[EXTRACT TO READ]
··········

Airship Management Services, Inc. (AMS) built, owned and operated Airship Industries Skyship and Sentinel type airships. The company was run by George Spyrou, and through associated companies in the U.S., Europe and Japan. AMS was part of the Skycruiser Group of companies, which includes Skycruiser Corporation and Global Skyship Industries (formerly- Westinghouse Airship Industries).

==Background==
AMS was a private company founded in 1990, based in Greenwich, Connecticut, with a maintenance facility and FAA Repair Station in Elizabeth City, North Carolina.

Clients in the United States have included Ameriquest, the New York City Police Department and Fujifilm (USA) Inc., which used a Skyship 600 type airship in the US since 1984, starting with the Los Angeles Summer Olympics. A Sky-ship was also used over the Olympic Games in Seoul, Korea in 1988 and the Atlanta Olympics in 1996. In addition, AMS provided two Sky-ships for use over the Athens Olympics in 2004, one for use by Science Applications International Corporation (SAIC) and the Hellenic Police in Greece, and the other for broadcasting by NBC TV.

Since 1980, fifteen Sky-ships were designed, built, and operated around the world for such customers as Japan Airlines, the Korean Sports Foundation, Fuji film, the Tokyo Police, Citibank, the French Ministry of the Interior, and Pepsi-Cola. In addition, “Sky-cruises” (passenger tours) operated over London, Paris, Munich, Sydney, Melbourne, Switzerland and San Francisco.

··········

[DATA]
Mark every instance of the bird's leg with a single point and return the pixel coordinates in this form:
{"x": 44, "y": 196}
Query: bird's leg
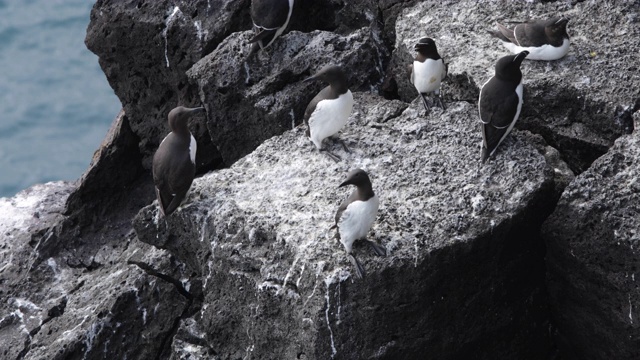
{"x": 427, "y": 108}
{"x": 356, "y": 264}
{"x": 344, "y": 144}
{"x": 333, "y": 156}
{"x": 440, "y": 100}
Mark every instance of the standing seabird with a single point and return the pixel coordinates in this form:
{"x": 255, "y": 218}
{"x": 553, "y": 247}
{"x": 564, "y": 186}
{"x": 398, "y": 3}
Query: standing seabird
{"x": 174, "y": 163}
{"x": 500, "y": 102}
{"x": 270, "y": 18}
{"x": 328, "y": 111}
{"x": 356, "y": 215}
{"x": 543, "y": 39}
{"x": 428, "y": 70}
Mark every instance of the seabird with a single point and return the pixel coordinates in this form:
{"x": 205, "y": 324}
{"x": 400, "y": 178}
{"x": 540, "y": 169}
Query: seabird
{"x": 174, "y": 163}
{"x": 328, "y": 111}
{"x": 500, "y": 102}
{"x": 356, "y": 215}
{"x": 270, "y": 18}
{"x": 543, "y": 39}
{"x": 428, "y": 70}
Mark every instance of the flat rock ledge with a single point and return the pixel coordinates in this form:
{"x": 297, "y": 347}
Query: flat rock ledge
{"x": 580, "y": 104}
{"x": 464, "y": 275}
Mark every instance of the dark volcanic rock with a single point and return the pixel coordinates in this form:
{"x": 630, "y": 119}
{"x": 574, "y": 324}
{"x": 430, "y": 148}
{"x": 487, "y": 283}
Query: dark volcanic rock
{"x": 464, "y": 274}
{"x": 70, "y": 307}
{"x": 248, "y": 103}
{"x": 145, "y": 48}
{"x": 593, "y": 242}
{"x": 580, "y": 104}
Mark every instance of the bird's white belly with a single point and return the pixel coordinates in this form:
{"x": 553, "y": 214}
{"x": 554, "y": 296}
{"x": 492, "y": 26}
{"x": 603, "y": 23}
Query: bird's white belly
{"x": 356, "y": 221}
{"x": 329, "y": 117}
{"x": 427, "y": 75}
{"x": 545, "y": 52}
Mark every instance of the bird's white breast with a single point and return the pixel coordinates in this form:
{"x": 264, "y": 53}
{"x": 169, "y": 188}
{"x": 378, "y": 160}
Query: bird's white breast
{"x": 428, "y": 75}
{"x": 356, "y": 221}
{"x": 544, "y": 52}
{"x": 193, "y": 147}
{"x": 329, "y": 117}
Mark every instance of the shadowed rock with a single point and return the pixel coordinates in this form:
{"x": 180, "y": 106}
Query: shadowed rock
{"x": 593, "y": 242}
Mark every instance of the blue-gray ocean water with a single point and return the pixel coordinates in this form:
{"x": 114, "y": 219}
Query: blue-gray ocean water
{"x": 55, "y": 103}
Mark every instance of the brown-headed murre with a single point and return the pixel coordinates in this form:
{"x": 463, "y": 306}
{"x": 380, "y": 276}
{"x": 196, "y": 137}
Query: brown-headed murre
{"x": 328, "y": 111}
{"x": 356, "y": 215}
{"x": 270, "y": 18}
{"x": 428, "y": 70}
{"x": 174, "y": 163}
{"x": 500, "y": 102}
{"x": 543, "y": 39}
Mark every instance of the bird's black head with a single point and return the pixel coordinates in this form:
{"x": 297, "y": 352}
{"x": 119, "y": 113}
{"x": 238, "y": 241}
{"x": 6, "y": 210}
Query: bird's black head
{"x": 425, "y": 46}
{"x": 179, "y": 116}
{"x": 357, "y": 177}
{"x": 508, "y": 67}
{"x": 332, "y": 74}
{"x": 557, "y": 26}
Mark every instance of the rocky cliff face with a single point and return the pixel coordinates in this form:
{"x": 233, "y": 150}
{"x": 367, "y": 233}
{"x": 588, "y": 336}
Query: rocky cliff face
{"x": 249, "y": 268}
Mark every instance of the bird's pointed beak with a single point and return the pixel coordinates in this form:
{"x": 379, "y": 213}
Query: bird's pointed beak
{"x": 196, "y": 110}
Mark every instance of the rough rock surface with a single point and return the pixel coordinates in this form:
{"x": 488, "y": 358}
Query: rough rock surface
{"x": 593, "y": 242}
{"x": 249, "y": 102}
{"x": 70, "y": 307}
{"x": 460, "y": 276}
{"x": 145, "y": 48}
{"x": 580, "y": 104}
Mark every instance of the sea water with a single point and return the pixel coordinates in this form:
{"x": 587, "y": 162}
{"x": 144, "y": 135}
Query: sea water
{"x": 55, "y": 103}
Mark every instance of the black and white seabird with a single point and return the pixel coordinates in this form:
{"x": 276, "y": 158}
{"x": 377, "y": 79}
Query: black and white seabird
{"x": 328, "y": 111}
{"x": 174, "y": 163}
{"x": 356, "y": 215}
{"x": 428, "y": 70}
{"x": 543, "y": 39}
{"x": 270, "y": 18}
{"x": 500, "y": 102}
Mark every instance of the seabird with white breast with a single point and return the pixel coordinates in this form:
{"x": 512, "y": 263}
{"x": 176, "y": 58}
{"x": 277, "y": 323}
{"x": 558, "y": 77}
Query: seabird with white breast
{"x": 543, "y": 39}
{"x": 428, "y": 70}
{"x": 356, "y": 215}
{"x": 174, "y": 163}
{"x": 500, "y": 102}
{"x": 329, "y": 111}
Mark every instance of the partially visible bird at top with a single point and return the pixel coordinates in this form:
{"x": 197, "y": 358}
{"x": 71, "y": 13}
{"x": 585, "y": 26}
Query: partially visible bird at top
{"x": 173, "y": 165}
{"x": 329, "y": 111}
{"x": 428, "y": 70}
{"x": 356, "y": 216}
{"x": 500, "y": 102}
{"x": 270, "y": 18}
{"x": 543, "y": 39}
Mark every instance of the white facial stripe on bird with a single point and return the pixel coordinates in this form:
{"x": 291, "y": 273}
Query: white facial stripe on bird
{"x": 329, "y": 117}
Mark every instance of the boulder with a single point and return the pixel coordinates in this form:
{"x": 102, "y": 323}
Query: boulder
{"x": 580, "y": 104}
{"x": 250, "y": 101}
{"x": 145, "y": 48}
{"x": 464, "y": 275}
{"x": 593, "y": 242}
{"x": 66, "y": 306}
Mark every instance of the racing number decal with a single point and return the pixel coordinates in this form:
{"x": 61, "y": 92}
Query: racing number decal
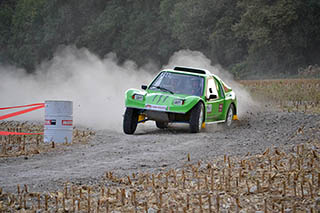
{"x": 220, "y": 107}
{"x": 50, "y": 122}
{"x": 66, "y": 122}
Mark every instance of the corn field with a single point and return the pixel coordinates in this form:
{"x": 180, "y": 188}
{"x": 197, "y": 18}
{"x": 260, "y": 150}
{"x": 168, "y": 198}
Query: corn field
{"x": 273, "y": 181}
{"x": 18, "y": 145}
{"x": 288, "y": 94}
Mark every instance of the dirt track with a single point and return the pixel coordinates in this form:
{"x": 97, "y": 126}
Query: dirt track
{"x": 151, "y": 149}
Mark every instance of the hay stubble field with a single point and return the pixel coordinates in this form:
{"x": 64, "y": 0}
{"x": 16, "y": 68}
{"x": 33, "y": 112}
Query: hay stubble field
{"x": 268, "y": 162}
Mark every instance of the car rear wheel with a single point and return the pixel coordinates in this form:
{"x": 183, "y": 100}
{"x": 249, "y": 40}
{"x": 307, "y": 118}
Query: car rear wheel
{"x": 229, "y": 119}
{"x": 161, "y": 125}
{"x": 130, "y": 121}
{"x": 196, "y": 118}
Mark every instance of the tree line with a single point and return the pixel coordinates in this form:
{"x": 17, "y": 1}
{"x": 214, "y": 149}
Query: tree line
{"x": 244, "y": 36}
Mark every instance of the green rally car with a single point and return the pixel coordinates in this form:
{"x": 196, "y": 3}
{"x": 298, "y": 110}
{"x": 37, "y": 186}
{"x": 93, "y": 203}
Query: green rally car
{"x": 181, "y": 95}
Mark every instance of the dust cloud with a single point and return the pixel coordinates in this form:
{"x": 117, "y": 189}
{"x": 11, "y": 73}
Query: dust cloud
{"x": 95, "y": 85}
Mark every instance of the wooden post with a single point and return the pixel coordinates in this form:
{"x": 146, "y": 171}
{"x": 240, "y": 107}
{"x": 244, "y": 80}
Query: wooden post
{"x": 63, "y": 203}
{"x": 57, "y": 202}
{"x": 79, "y": 204}
{"x": 188, "y": 201}
{"x": 89, "y": 203}
{"x": 302, "y": 193}
{"x": 200, "y": 203}
{"x": 98, "y": 205}
{"x": 66, "y": 191}
{"x": 46, "y": 202}
{"x": 26, "y": 188}
{"x": 25, "y": 201}
{"x": 218, "y": 202}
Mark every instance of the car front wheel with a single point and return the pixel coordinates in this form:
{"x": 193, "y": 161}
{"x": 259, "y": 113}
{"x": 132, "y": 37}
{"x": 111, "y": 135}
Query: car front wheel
{"x": 130, "y": 121}
{"x": 196, "y": 118}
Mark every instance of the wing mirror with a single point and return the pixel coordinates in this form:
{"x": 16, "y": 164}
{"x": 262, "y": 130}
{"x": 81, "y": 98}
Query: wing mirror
{"x": 144, "y": 87}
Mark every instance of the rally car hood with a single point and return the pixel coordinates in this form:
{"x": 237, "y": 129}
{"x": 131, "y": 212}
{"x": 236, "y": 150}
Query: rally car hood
{"x": 161, "y": 101}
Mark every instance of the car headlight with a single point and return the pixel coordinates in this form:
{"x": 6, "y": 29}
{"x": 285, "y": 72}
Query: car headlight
{"x": 137, "y": 97}
{"x": 178, "y": 102}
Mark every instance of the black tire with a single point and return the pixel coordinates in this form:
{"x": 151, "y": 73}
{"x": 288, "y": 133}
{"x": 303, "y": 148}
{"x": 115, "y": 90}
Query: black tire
{"x": 229, "y": 118}
{"x": 196, "y": 118}
{"x": 162, "y": 125}
{"x": 130, "y": 121}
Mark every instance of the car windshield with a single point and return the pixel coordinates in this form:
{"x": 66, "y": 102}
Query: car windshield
{"x": 178, "y": 83}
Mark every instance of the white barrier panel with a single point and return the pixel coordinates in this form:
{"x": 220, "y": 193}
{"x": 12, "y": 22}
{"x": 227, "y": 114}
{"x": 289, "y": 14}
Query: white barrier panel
{"x": 58, "y": 125}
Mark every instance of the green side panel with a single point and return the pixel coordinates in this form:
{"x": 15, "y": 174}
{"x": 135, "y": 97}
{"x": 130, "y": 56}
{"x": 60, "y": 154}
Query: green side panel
{"x": 161, "y": 100}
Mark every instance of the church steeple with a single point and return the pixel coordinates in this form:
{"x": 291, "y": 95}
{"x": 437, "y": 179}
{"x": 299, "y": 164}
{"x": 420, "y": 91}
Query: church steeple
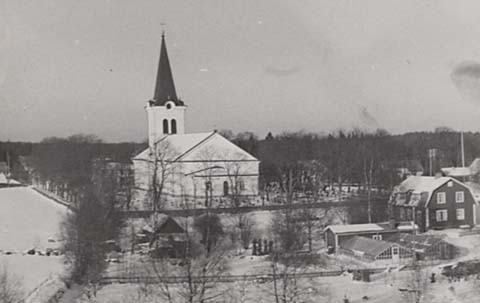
{"x": 164, "y": 85}
{"x": 166, "y": 112}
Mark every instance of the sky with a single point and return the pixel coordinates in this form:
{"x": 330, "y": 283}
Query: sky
{"x": 89, "y": 66}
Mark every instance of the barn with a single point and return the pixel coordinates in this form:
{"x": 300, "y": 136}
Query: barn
{"x": 336, "y": 235}
{"x": 426, "y": 246}
{"x": 367, "y": 249}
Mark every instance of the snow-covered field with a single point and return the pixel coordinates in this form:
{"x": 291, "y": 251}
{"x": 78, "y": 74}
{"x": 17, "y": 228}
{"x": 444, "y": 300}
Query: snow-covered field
{"x": 28, "y": 220}
{"x": 331, "y": 289}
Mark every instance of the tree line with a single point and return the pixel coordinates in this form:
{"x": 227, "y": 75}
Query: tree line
{"x": 293, "y": 161}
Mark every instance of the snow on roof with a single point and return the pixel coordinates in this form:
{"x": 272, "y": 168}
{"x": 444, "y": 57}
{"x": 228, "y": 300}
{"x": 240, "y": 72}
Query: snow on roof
{"x": 475, "y": 166}
{"x": 422, "y": 188}
{"x": 177, "y": 147}
{"x": 366, "y": 245}
{"x": 5, "y": 180}
{"x": 352, "y": 228}
{"x": 419, "y": 184}
{"x": 457, "y": 171}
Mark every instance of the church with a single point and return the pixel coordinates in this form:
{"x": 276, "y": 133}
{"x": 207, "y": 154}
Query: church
{"x": 180, "y": 169}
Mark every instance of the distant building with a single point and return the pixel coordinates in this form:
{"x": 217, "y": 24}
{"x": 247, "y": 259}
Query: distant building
{"x": 337, "y": 235}
{"x": 434, "y": 202}
{"x": 410, "y": 168}
{"x": 167, "y": 238}
{"x": 425, "y": 246}
{"x": 187, "y": 168}
{"x": 116, "y": 175}
{"x": 367, "y": 249}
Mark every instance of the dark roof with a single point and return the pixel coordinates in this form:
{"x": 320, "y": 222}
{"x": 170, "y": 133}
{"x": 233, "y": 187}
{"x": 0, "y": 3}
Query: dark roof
{"x": 164, "y": 85}
{"x": 382, "y": 227}
{"x": 3, "y": 167}
{"x": 418, "y": 242}
{"x": 366, "y": 245}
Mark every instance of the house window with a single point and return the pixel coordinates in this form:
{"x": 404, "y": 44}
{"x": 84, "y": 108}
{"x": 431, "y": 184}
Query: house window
{"x": 165, "y": 126}
{"x": 459, "y": 196}
{"x": 442, "y": 215}
{"x": 441, "y": 198}
{"x": 225, "y": 188}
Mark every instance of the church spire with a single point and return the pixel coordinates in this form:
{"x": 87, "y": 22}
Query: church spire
{"x": 164, "y": 86}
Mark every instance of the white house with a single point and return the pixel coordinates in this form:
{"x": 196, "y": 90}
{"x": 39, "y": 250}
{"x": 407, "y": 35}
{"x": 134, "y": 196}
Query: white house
{"x": 179, "y": 168}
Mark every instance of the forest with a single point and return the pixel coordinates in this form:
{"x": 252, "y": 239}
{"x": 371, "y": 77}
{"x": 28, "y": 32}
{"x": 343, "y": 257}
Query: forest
{"x": 293, "y": 161}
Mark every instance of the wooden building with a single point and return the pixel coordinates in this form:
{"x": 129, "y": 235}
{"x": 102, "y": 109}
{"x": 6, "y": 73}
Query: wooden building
{"x": 434, "y": 203}
{"x": 336, "y": 235}
{"x": 368, "y": 249}
{"x": 426, "y": 246}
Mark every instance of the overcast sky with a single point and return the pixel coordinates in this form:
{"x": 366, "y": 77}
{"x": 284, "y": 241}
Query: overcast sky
{"x": 89, "y": 66}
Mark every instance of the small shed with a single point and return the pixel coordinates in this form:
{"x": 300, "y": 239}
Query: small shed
{"x": 166, "y": 236}
{"x": 426, "y": 246}
{"x": 335, "y": 235}
{"x": 369, "y": 250}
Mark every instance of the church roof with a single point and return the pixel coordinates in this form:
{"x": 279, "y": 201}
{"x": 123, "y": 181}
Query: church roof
{"x": 164, "y": 85}
{"x": 197, "y": 146}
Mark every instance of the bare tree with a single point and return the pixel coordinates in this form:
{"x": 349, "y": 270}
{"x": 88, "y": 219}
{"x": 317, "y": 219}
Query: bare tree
{"x": 10, "y": 287}
{"x": 286, "y": 267}
{"x": 85, "y": 233}
{"x": 203, "y": 260}
{"x": 162, "y": 169}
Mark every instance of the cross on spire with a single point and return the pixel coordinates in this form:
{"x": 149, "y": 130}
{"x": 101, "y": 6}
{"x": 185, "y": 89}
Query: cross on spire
{"x": 164, "y": 85}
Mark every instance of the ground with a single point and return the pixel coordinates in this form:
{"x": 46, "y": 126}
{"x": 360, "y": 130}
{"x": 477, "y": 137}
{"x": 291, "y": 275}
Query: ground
{"x": 331, "y": 289}
{"x": 384, "y": 287}
{"x": 30, "y": 220}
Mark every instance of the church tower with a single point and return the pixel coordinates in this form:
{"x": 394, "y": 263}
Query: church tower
{"x": 166, "y": 112}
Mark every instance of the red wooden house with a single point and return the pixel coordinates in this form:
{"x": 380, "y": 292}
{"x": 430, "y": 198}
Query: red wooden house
{"x": 434, "y": 203}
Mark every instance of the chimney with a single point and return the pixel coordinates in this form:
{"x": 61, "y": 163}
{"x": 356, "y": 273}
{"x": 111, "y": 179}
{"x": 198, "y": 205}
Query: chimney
{"x": 391, "y": 223}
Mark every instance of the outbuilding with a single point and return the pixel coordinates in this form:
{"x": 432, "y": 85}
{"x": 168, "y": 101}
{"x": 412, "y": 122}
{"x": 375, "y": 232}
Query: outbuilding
{"x": 367, "y": 249}
{"x": 336, "y": 235}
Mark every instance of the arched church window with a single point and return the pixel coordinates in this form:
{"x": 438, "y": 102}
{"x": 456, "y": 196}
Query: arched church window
{"x": 225, "y": 188}
{"x": 165, "y": 126}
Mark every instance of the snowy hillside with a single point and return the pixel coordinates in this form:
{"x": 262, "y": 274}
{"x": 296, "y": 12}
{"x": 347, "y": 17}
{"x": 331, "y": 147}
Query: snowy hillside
{"x": 27, "y": 219}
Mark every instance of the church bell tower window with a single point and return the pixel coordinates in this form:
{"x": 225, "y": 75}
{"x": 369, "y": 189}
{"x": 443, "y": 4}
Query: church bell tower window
{"x": 165, "y": 126}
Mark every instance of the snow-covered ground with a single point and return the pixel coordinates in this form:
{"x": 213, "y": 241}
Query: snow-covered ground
{"x": 331, "y": 289}
{"x": 30, "y": 220}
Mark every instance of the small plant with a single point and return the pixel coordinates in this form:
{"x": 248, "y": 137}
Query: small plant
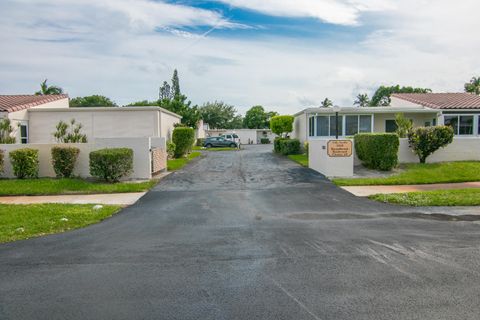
{"x": 111, "y": 164}
{"x": 183, "y": 138}
{"x": 282, "y": 125}
{"x": 24, "y": 163}
{"x": 70, "y": 133}
{"x": 63, "y": 161}
{"x": 377, "y": 150}
{"x": 7, "y": 133}
{"x": 404, "y": 125}
{"x": 425, "y": 141}
{"x": 171, "y": 149}
{"x": 2, "y": 157}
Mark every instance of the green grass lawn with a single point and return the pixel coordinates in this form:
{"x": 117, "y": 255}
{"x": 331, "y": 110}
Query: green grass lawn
{"x": 457, "y": 197}
{"x": 301, "y": 159}
{"x": 47, "y": 186}
{"x": 27, "y": 221}
{"x": 177, "y": 164}
{"x": 447, "y": 172}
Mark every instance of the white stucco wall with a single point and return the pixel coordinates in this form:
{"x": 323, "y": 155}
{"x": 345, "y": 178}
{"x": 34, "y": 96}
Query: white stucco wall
{"x": 97, "y": 123}
{"x": 140, "y": 146}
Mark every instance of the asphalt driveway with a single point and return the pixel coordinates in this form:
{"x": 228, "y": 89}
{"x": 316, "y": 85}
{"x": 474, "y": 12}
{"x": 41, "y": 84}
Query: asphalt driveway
{"x": 248, "y": 235}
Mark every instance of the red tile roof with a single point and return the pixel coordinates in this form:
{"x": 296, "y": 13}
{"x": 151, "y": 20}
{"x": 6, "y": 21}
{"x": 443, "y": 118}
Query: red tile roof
{"x": 12, "y": 103}
{"x": 442, "y": 100}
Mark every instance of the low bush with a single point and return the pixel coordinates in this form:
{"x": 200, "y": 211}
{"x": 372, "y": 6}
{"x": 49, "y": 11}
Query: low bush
{"x": 183, "y": 138}
{"x": 200, "y": 142}
{"x": 63, "y": 161}
{"x": 171, "y": 149}
{"x": 425, "y": 141}
{"x": 24, "y": 163}
{"x": 377, "y": 150}
{"x": 111, "y": 164}
{"x": 1, "y": 160}
{"x": 286, "y": 146}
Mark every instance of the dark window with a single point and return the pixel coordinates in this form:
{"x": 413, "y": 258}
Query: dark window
{"x": 333, "y": 125}
{"x": 390, "y": 126}
{"x": 322, "y": 126}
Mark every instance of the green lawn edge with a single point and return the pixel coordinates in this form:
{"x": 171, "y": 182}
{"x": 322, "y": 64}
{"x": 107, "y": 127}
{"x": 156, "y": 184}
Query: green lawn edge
{"x": 20, "y": 222}
{"x": 455, "y": 197}
{"x": 416, "y": 173}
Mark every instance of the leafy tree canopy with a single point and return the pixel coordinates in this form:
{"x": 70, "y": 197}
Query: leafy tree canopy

··········

[WORK TO COMPLETE]
1. In the text about Airship Management Services, where did the company have its maintenance facility and FAA Repair Station?
2. Carry on with the text about Airship Management Services, starting after its last sentence.
The lines are unrelated material that stands apart from the text about Airship Management Services.

[TASK RESPONSES]
1. Elizabeth City, North Carolina.

2.
A Sky-ship was used for a tour across Europe during 2006, from London to Paris to Rome to Athens, promoting The Palm Islands project in Dubai, United Arab Emirates

==Roles==
Airships have been used as advertising and promotional vehicles and for the carriage of passengers, but also as television camera platforms, broadcast relay stations and as surveillance vehicles from which various sensors can be operated. AMS developed these applications with numerous clients, including Westinghouse, Northrop Grumman, the U.S. Navy, Defense Advanced Research Projects Agency (DARPA), the U.S. Army, the British Ministry of Defence, the NYPD's Counterterrorism Division (for security surveillance), and Woods Hole Oceanographic Institution (WHOI) for environmental surveys.

During the 2008 GOP Presidential Primary, AMS operated the Ron Paul Blimp.

One Sky-ship, Santos-Dumont (named for Alberto Santos-Dumont), was used to operate in the Caribbean for the Special Anti-Crime Unit of Trinidad & Tobago (SAUTT) providing security surveillance. During April 2009, this ship provided aerial surveillance over the 5th Summit of the Americas in Port-of-Spain.